● **EXERCISE REQUIREMENTS**
Without including any pictures, return the records below exactly as written.
Start of EXTRACTED MATERIAL
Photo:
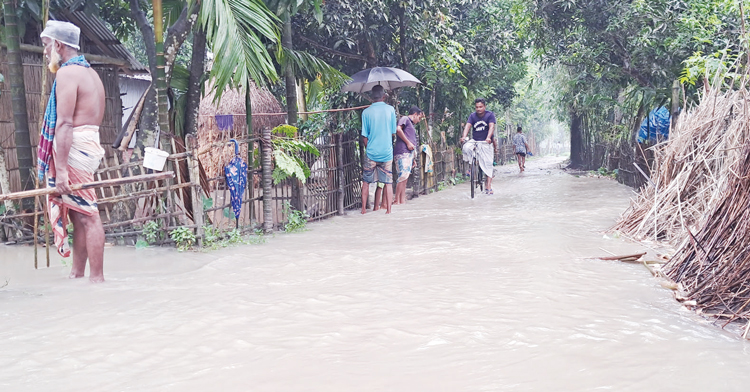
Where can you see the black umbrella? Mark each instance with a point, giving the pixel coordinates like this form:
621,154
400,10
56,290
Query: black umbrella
387,77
End of EXTRACTED MATERIAL
● **SOLVED EXERCISE**
Photo:
Where can you see the black umbrella? Mark each instance with a point, giving the pixel coordinates like this form:
621,154
400,10
56,290
Query: black umbrella
387,77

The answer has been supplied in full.